>> begin Information provided

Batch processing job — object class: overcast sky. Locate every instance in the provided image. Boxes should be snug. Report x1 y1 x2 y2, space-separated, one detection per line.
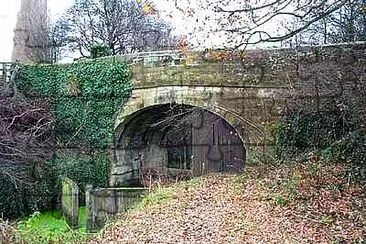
0 0 73 61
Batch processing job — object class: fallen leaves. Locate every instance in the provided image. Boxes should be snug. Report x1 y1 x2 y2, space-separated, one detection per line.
91 161 366 243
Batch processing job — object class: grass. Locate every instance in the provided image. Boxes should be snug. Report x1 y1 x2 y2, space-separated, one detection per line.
17 207 91 244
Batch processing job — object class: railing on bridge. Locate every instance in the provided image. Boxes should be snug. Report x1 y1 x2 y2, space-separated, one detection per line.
122 50 184 67
0 62 12 85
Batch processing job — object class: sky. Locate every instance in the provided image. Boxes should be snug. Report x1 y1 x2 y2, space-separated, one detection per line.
0 0 73 62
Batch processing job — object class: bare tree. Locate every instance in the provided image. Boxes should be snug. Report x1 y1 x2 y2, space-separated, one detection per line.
12 0 51 63
58 0 174 56
171 0 365 48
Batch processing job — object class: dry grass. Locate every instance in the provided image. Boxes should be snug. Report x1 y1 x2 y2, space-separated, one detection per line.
91 162 366 243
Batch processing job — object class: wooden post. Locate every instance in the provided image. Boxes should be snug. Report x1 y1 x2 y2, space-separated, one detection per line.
85 184 96 232
61 178 79 229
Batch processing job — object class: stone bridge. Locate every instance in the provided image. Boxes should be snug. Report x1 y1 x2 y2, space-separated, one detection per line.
110 43 365 186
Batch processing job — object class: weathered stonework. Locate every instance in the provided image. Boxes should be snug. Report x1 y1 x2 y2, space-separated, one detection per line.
12 0 50 63
111 43 366 185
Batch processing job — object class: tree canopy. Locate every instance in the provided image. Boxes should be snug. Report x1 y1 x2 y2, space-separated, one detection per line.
57 0 174 56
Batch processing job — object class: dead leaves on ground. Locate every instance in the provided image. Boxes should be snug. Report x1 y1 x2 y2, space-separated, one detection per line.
91 162 366 243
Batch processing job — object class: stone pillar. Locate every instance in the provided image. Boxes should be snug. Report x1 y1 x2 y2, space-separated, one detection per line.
12 0 51 63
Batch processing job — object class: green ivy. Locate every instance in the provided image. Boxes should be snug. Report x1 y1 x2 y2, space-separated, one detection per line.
12 57 132 210
17 58 132 149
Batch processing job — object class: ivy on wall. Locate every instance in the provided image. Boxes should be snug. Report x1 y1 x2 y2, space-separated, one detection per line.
16 58 132 150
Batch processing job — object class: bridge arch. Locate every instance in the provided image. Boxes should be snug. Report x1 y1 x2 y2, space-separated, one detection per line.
110 91 246 186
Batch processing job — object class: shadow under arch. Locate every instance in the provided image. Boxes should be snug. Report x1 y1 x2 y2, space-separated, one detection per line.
110 103 246 186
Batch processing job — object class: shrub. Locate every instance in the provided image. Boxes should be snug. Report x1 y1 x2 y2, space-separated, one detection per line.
273 101 366 180
90 43 112 58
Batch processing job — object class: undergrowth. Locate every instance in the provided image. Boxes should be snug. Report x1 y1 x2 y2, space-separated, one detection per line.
17 207 91 244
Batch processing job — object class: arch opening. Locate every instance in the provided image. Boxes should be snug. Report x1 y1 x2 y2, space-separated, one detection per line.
110 104 246 186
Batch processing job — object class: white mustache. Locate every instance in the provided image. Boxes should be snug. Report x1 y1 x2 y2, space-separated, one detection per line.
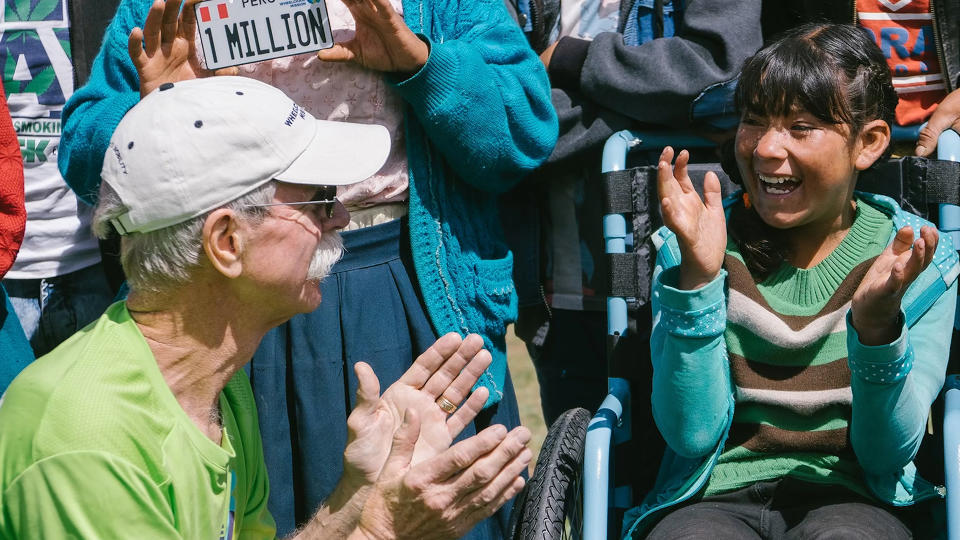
307 231 343 281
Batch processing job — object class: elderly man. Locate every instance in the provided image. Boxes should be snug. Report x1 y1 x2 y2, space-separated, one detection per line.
0 77 530 540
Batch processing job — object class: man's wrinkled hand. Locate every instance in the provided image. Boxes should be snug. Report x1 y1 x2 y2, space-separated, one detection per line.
127 0 237 97
358 412 532 540
914 90 960 157
317 0 430 74
344 333 491 485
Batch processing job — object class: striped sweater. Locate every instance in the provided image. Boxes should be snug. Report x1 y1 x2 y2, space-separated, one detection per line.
707 204 892 494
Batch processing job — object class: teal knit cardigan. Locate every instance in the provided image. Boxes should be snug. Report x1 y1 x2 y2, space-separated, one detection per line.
58 0 558 404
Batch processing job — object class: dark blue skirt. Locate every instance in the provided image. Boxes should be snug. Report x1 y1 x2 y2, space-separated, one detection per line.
248 219 520 540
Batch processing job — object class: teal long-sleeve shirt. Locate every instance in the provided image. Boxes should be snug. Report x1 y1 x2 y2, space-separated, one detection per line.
58 0 558 403
651 196 957 487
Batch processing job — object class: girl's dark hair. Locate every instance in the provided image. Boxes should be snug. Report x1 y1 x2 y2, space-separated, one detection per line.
725 24 898 281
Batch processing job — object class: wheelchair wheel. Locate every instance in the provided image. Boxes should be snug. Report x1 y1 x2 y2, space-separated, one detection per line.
511 409 590 540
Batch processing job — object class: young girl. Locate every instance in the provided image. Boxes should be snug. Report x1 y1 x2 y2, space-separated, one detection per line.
627 25 958 540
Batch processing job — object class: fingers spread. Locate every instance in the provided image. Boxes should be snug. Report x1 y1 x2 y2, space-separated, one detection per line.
380 409 420 478
447 386 490 439
423 340 492 404
920 225 940 269
160 0 180 46
657 146 680 202
180 0 201 39
399 332 463 388
127 26 147 66
454 426 530 493
418 424 507 481
888 226 913 255
353 362 380 414
459 448 533 518
673 150 697 193
703 171 723 213
317 40 357 62
143 0 164 56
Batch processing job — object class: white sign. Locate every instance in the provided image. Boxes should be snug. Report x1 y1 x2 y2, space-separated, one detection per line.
195 0 333 69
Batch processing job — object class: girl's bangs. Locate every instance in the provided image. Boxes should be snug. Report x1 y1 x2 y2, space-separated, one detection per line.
736 39 851 124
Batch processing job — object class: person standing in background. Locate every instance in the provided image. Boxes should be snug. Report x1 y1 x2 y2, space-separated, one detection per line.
0 84 33 395
60 0 557 540
0 0 113 356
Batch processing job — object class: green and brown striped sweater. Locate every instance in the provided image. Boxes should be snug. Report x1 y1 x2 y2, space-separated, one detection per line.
706 204 893 495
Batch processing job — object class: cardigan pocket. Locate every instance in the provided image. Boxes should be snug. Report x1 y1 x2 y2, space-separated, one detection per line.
474 251 517 336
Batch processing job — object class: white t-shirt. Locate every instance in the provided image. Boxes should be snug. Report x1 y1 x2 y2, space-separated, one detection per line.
0 0 100 279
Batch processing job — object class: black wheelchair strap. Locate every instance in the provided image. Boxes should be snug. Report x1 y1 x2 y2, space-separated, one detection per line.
857 157 960 217
602 169 635 214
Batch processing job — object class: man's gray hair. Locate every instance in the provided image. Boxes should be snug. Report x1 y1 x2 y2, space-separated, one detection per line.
92 181 277 292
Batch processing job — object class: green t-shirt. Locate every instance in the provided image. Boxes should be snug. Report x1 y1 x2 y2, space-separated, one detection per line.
0 302 276 540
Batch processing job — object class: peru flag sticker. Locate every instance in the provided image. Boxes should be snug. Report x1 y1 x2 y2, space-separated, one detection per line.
194 0 333 69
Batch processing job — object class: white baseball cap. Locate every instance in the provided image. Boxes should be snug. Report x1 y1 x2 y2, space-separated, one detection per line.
100 77 390 234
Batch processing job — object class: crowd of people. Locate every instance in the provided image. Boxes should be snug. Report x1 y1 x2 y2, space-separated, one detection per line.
0 0 960 539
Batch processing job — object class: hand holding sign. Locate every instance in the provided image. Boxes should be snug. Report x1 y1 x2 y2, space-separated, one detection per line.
127 0 236 97
317 0 430 73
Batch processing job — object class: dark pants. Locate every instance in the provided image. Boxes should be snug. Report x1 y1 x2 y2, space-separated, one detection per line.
527 309 607 426
0 284 34 395
3 263 113 358
249 219 520 540
647 478 912 540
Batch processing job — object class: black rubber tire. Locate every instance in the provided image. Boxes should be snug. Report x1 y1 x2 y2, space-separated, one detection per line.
510 409 590 540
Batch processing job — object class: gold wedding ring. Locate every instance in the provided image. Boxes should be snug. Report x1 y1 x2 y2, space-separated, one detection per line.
437 394 457 414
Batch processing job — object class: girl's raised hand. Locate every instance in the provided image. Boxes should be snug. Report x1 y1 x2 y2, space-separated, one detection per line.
657 146 727 290
850 226 939 345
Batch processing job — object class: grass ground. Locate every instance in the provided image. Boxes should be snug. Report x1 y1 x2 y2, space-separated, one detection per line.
507 327 547 473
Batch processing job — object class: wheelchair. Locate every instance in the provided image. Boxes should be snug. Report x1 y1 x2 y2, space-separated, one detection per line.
511 127 960 540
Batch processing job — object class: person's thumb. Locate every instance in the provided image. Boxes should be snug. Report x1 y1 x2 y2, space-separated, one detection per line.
353 362 380 415
913 117 950 157
380 409 420 479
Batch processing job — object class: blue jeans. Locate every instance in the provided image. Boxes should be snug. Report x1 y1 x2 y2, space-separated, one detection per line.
0 284 33 395
647 477 913 540
3 263 113 357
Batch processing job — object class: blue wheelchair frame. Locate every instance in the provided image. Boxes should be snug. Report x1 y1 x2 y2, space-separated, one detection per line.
583 127 960 540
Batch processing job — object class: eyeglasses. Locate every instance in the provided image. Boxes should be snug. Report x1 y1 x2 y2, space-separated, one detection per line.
244 186 338 219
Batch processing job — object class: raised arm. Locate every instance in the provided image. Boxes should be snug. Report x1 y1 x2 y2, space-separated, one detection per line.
386 0 557 192
847 227 957 474
58 0 230 204
545 0 763 162
57 0 150 204
650 147 731 457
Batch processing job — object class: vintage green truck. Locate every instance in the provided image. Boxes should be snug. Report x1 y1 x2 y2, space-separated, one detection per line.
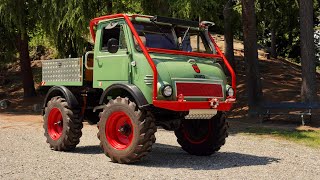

>> end Information provided

Repeat the entries word for word, beginning at the line that has "Batch processing job — object class: blue wheelchair" and stopping at the end of the entries. Leave the pictures out of your answer.

▸ Task response:
Batch processing job — object class: blue wheelchair frame. Locate every instance in the provided image. Boxes should be snug. Report x1 y1 x2 y2, space-separated, one detection per line.
583 127 960 540
Batch processing job — object class: eyeglasses. Locate every instance in the provided image. Boxes should be snug. Report x1 y1 x2 y2, space-separated, one detection per line.
244 186 338 219
Batch processing job — object class: raised arm. Locate every instance in the provided image. Boxes should be snug. Report x1 y1 x2 y2, space-separated, one detection per line.
386 0 557 192
847 227 957 474
58 0 230 204
545 0 763 162
57 0 150 204
650 147 731 457
Batch processing job — object class: vintage green truck. Locate every instance in the provided image. Boxes should be snug. Report x1 y1 x2 y2, space-separated, one detection per line.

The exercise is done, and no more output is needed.